> [TASKS AND EXERCISES]
1/ Answer these questions about the blog post on the Biz Town homework assignment:
(a) Whose curmudgeony spirit does the writer think they might be channeling?
(b) Which grade is preparing to spend a day at Biz Town?
(c) How many commercials did today's assignment ask the kids to find?
2/ Can you carry the blog post on the Biz Town homework assignment forward from its last sentence?

A School Assignment I Didn't Like

I think I might be channeling the curmudgeony spirit of Andy Rooney. It's a phase, and I'll be back to my happy-go-lucky self in no time. But while I'm feeling particularly disappointed today by a homework assignment, I thought, "Why not blog about it?"

Sammi and the entire fifth grade class is preparing to spend a day at Biz Town next week. Biz Town is a very cool local interactive exhibit where kids get to act out business and job-related roles. Sammi and her friends are totally psyched about this field trip, and in preparation, the class is learning about jobs, taxes, and expenses, and economics-lite. The kids have special homework assignments that digress from the usual. Today's assignment was to watch television,  find 8 good commercials and write the reason why you like them. The class had discussed some of the properties that constitute a good ad.

> [COLLECTED MATERIAL]

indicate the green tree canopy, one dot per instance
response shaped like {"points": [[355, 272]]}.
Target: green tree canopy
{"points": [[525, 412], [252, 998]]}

> [RESPONSES BY TASK]
1/
(a) Andy Rooney's
(b) The fifth grade
(c) 8

2/
Sammi started watching TV at 6:30 and by 9:00 had managed to write down 7 examples that were likeable. Besides the ad for a cellphone with a 3D camera, it was hard for her to articulate why she actually liked the ads. She liked the Hershey ad because she loves chocolate, and the pizza ad pleased her in the same way. Perhaps she was used to clicking the "like" button on Facebook -- an easy to express opinion that requires no comment.

Early on in her assignment, I asked, "Can you write down commercials that you do not like and explain why?" "No," she told me pointing to the form that provided a 3 1/2" L x 1/2" H "like" space for writing her reason. I said, "But I bet you could as long as you explain yourself." She didn't agree.

I took a shower, and found myself getting more pissed at the assignment. Was I over-reacting or was it narrow-minded to only ask kids why they liked ads? It wasn't like it was even the Superbowl or Oscars. As the holidays approach with ads for all the things we fake need, I would be much more interested in tapping into a healthy dose of budding skepticism.